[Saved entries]
########

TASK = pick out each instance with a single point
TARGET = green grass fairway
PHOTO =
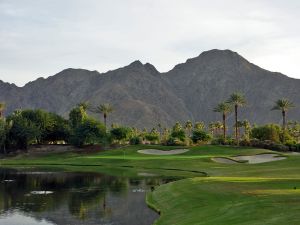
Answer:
(267, 193)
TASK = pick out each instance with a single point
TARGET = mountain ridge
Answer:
(142, 96)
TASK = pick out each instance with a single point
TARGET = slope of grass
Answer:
(247, 194)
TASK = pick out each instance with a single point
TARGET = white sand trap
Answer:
(224, 160)
(41, 192)
(160, 152)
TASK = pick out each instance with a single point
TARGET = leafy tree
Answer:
(237, 100)
(215, 127)
(200, 136)
(89, 131)
(2, 108)
(225, 109)
(189, 126)
(104, 109)
(4, 130)
(57, 130)
(178, 132)
(199, 125)
(23, 131)
(120, 133)
(77, 115)
(283, 105)
(152, 136)
(267, 132)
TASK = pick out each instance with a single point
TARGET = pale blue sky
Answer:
(42, 37)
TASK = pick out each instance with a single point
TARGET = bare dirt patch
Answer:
(251, 159)
(161, 152)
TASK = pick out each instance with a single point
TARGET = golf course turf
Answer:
(209, 192)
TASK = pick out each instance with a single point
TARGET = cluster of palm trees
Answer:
(237, 100)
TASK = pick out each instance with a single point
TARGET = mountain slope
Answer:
(144, 97)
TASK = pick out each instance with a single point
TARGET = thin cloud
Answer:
(40, 38)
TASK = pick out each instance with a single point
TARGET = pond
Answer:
(38, 197)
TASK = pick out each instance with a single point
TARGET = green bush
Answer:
(120, 133)
(89, 131)
(200, 136)
(267, 132)
(135, 141)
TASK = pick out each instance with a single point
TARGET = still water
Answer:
(37, 197)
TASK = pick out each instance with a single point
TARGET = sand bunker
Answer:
(160, 152)
(252, 159)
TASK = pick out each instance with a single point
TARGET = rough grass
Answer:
(267, 193)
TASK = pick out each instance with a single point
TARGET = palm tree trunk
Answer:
(224, 126)
(283, 120)
(236, 125)
(283, 125)
(104, 120)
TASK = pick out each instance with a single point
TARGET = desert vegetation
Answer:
(25, 127)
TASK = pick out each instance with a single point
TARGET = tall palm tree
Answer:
(237, 100)
(84, 105)
(104, 109)
(199, 125)
(2, 108)
(189, 127)
(225, 109)
(284, 105)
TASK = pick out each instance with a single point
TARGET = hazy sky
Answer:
(42, 37)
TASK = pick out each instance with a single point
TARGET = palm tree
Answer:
(223, 108)
(199, 125)
(284, 105)
(104, 109)
(189, 127)
(2, 108)
(84, 105)
(237, 99)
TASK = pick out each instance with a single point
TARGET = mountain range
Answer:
(142, 96)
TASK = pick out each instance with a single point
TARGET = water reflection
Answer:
(73, 198)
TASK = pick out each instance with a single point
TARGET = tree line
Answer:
(25, 127)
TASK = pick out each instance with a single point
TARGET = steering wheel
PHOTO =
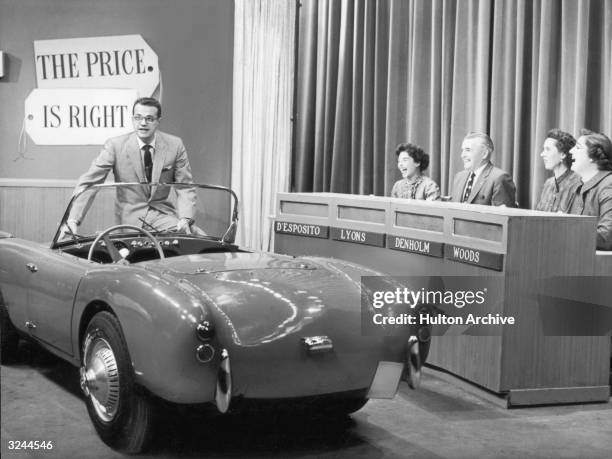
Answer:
(112, 250)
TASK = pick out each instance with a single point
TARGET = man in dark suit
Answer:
(481, 182)
(144, 155)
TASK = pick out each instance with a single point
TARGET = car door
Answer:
(14, 280)
(54, 280)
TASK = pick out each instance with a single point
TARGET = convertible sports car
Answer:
(149, 314)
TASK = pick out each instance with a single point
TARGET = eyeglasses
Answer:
(147, 119)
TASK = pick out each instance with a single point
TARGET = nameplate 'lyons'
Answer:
(358, 236)
(302, 229)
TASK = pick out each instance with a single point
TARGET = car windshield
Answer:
(210, 210)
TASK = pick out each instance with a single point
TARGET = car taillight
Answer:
(205, 331)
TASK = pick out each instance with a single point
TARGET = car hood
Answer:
(257, 298)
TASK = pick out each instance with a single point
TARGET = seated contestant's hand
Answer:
(184, 225)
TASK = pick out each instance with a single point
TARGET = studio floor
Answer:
(41, 400)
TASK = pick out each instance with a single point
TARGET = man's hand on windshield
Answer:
(184, 225)
(69, 229)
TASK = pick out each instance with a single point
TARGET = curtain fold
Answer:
(262, 108)
(381, 72)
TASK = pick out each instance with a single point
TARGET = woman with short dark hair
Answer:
(593, 163)
(412, 161)
(558, 189)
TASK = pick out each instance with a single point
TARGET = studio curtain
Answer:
(373, 73)
(262, 105)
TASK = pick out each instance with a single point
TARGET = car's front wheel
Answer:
(122, 417)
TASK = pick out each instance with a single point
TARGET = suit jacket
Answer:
(494, 187)
(122, 156)
(595, 198)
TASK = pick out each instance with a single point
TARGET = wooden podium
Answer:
(523, 248)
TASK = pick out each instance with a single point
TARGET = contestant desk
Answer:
(420, 238)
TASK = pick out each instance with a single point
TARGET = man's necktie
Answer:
(148, 162)
(468, 188)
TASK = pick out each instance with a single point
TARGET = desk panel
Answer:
(521, 246)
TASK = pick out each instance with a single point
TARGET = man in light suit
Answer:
(144, 155)
(481, 182)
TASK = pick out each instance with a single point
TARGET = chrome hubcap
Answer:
(99, 377)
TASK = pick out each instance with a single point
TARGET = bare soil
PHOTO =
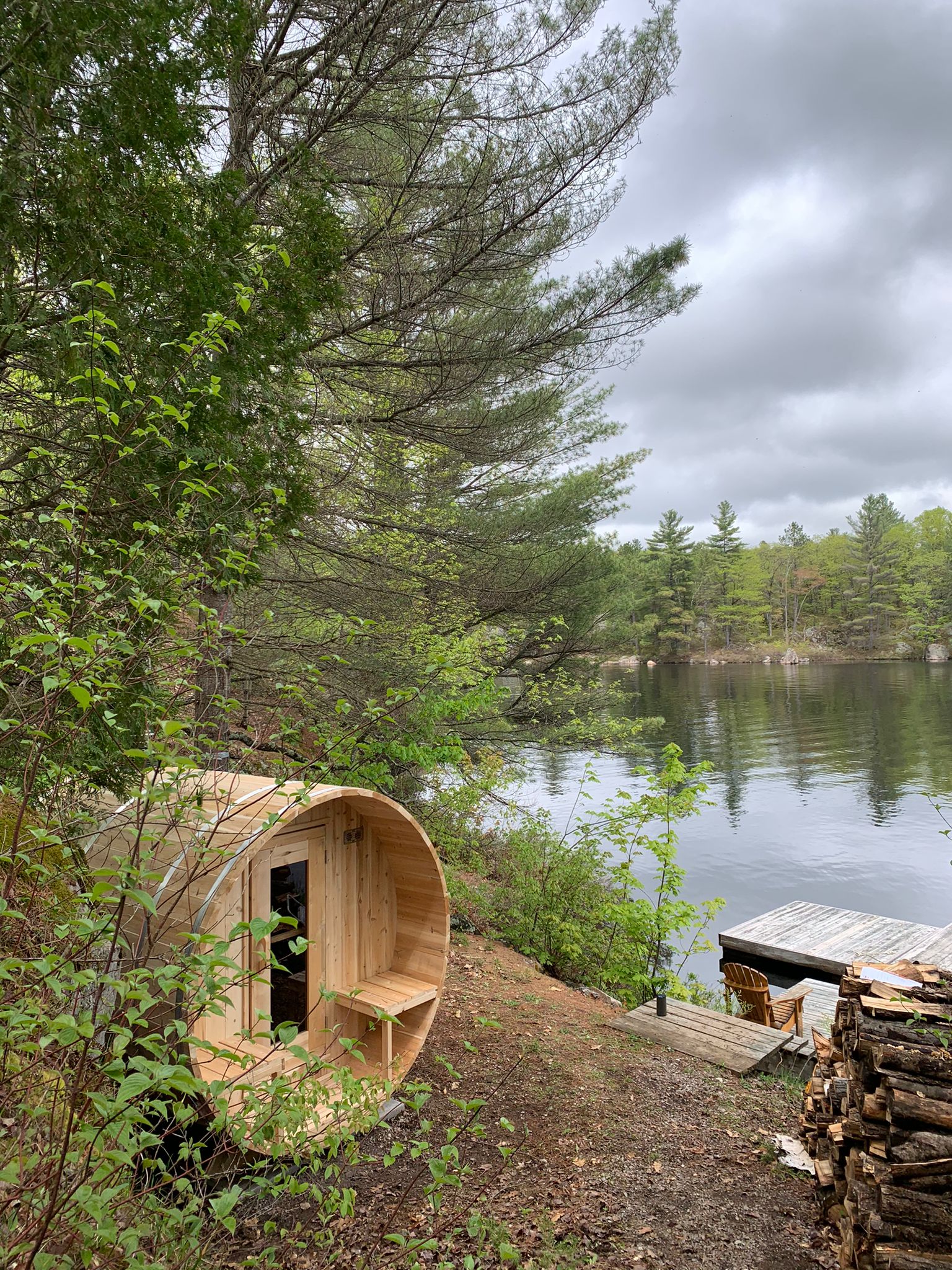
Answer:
(625, 1151)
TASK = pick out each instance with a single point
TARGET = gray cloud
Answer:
(806, 156)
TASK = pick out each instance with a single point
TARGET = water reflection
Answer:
(818, 776)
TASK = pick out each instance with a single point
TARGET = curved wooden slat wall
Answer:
(201, 838)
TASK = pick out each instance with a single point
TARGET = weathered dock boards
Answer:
(826, 939)
(936, 950)
(821, 1006)
(733, 1043)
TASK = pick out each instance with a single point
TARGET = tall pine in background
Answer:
(874, 573)
(669, 554)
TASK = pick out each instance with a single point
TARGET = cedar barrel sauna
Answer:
(351, 865)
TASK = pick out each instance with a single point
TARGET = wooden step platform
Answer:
(818, 938)
(723, 1039)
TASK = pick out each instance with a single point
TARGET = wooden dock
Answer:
(828, 940)
(733, 1043)
(819, 1008)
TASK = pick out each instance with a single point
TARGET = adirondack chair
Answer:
(751, 987)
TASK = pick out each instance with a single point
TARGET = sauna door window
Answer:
(286, 984)
(288, 895)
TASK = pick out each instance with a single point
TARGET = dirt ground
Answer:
(627, 1152)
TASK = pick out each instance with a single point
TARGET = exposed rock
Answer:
(602, 996)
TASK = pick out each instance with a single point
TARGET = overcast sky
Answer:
(806, 153)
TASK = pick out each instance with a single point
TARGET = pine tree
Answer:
(671, 550)
(726, 545)
(874, 578)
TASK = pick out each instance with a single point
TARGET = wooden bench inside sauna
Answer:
(355, 870)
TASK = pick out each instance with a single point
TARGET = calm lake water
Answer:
(819, 775)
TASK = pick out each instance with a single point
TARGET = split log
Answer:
(930, 1213)
(917, 1106)
(908, 1259)
(922, 1146)
(878, 1122)
(918, 1061)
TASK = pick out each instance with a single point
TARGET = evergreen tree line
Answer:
(883, 586)
(350, 216)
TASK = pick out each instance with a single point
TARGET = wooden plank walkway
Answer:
(826, 939)
(733, 1043)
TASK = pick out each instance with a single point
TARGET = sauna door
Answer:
(337, 884)
(288, 879)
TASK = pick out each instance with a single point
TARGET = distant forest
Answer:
(883, 586)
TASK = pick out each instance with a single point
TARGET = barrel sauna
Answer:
(355, 870)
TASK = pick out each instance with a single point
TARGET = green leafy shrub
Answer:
(578, 902)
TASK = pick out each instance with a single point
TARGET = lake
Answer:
(819, 775)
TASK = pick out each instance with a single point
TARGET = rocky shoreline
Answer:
(790, 657)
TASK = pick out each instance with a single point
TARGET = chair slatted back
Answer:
(752, 988)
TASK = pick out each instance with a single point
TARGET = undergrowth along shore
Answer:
(597, 904)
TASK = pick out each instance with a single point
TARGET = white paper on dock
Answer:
(895, 981)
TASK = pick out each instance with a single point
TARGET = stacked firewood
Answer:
(878, 1119)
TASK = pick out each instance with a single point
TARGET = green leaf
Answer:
(83, 696)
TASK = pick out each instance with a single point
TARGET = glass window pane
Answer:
(289, 977)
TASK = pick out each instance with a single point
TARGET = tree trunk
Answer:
(214, 678)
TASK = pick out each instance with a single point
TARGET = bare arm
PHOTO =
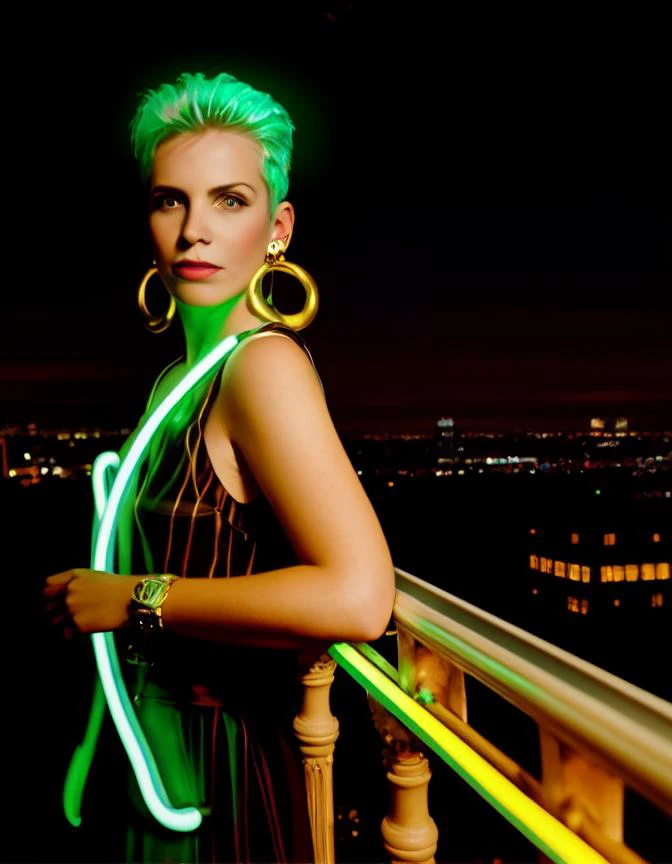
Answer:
(273, 408)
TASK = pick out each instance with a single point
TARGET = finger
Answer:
(60, 578)
(54, 590)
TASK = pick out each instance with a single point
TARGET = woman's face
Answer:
(209, 205)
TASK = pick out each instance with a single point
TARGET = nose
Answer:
(195, 227)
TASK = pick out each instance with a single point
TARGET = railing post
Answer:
(409, 832)
(317, 730)
(580, 789)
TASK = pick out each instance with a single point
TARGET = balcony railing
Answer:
(597, 732)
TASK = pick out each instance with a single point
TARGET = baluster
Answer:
(409, 832)
(586, 794)
(317, 730)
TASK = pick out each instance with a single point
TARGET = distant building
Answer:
(621, 425)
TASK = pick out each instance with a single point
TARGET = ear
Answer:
(283, 222)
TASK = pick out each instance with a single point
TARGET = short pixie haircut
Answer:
(195, 102)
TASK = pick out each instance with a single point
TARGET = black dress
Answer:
(218, 717)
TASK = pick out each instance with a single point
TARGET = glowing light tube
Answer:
(552, 837)
(109, 671)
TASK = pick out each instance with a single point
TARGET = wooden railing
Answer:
(598, 733)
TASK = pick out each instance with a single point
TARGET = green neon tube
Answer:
(109, 670)
(552, 837)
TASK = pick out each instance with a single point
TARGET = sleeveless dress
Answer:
(218, 717)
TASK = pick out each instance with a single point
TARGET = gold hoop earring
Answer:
(156, 324)
(275, 260)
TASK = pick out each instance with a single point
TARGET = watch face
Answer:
(150, 592)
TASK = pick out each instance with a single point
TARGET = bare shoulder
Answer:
(278, 417)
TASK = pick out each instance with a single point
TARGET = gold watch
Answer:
(144, 616)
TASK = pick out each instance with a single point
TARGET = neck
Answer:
(206, 326)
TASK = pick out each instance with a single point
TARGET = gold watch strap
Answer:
(151, 591)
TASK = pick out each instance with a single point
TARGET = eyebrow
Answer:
(217, 190)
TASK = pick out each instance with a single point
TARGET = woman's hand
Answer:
(88, 601)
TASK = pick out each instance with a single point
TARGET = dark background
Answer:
(482, 201)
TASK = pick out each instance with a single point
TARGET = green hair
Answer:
(195, 102)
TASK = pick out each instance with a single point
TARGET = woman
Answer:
(246, 478)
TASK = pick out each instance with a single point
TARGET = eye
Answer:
(231, 202)
(165, 202)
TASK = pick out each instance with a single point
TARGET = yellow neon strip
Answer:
(552, 837)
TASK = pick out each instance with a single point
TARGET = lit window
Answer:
(648, 572)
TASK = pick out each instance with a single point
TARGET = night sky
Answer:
(483, 208)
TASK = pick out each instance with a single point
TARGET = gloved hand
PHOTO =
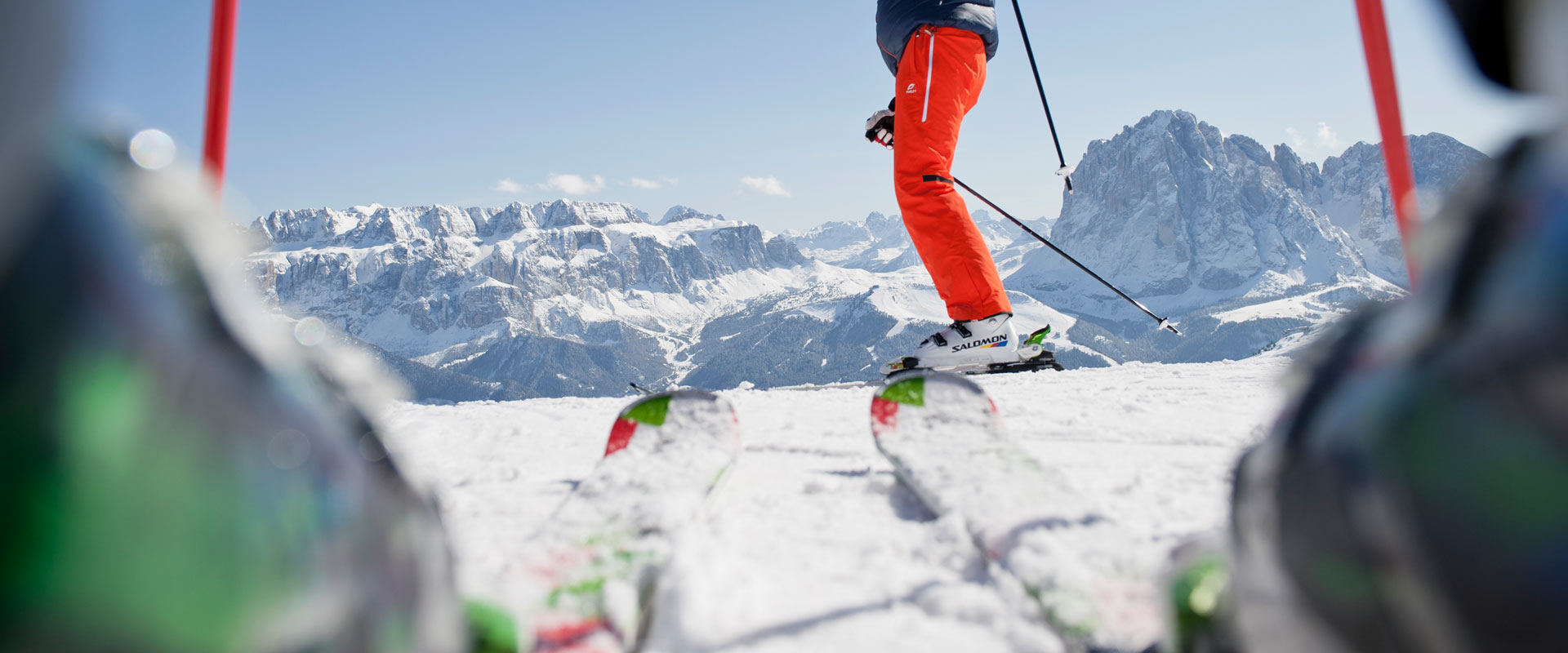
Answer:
(879, 127)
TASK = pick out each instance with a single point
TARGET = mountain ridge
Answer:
(1245, 247)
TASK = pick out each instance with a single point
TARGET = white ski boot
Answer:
(974, 345)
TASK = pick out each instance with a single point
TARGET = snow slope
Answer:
(813, 545)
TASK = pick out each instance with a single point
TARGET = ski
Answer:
(947, 443)
(1032, 358)
(593, 567)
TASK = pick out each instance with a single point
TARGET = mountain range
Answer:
(1247, 248)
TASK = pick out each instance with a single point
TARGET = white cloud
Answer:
(764, 185)
(1327, 138)
(574, 185)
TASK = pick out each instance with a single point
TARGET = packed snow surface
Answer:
(813, 544)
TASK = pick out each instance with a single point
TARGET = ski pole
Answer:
(1164, 323)
(1063, 171)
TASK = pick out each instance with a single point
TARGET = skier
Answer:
(938, 52)
(1414, 494)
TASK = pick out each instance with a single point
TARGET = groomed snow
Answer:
(811, 544)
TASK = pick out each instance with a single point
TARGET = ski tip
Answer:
(659, 409)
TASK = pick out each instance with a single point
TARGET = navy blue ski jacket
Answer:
(898, 20)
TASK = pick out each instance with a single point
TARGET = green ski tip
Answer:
(908, 392)
(651, 412)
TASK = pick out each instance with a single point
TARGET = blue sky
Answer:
(746, 109)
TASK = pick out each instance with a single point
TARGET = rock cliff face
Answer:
(1198, 224)
(1245, 247)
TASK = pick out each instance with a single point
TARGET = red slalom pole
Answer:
(1396, 151)
(220, 78)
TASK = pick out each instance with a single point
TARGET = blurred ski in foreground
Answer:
(595, 567)
(946, 442)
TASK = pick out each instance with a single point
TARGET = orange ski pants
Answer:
(940, 80)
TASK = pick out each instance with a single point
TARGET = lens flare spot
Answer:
(311, 332)
(153, 149)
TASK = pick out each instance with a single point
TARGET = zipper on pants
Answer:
(930, 63)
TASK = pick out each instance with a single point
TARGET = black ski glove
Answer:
(879, 127)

########

**Work request**
Every line above that holds the word "woman" is to be found and copied.

**Exercise result**
TARGET = woman with short dark hair
TARGET = woman's face
TARGET = woman's hand
TARGET = woman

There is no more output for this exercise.